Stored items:
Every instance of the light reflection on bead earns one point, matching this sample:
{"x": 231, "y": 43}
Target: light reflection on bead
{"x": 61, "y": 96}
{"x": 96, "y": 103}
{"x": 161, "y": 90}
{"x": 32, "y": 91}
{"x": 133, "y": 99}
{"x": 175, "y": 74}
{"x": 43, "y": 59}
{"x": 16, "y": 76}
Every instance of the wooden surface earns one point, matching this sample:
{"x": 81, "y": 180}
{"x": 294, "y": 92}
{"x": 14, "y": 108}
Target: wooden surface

Work to be completed ->
Reproduce every line of the Stored items, requests included. Shift each answer coordinate by adding 148 to both its x and y values, and leave all other numbers unchanged.

Reply to the task ->
Every instance of the light reflection on bead earns one point, matching this sample:
{"x": 231, "y": 43}
Target: light reflection on bead
{"x": 209, "y": 244}
{"x": 244, "y": 251}
{"x": 309, "y": 238}
{"x": 180, "y": 239}
{"x": 281, "y": 247}
{"x": 323, "y": 222}
{"x": 191, "y": 207}
{"x": 164, "y": 224}
Every instance of the wooden surface earns one point, matching this sample:
{"x": 81, "y": 180}
{"x": 294, "y": 92}
{"x": 14, "y": 108}
Target: wooden surface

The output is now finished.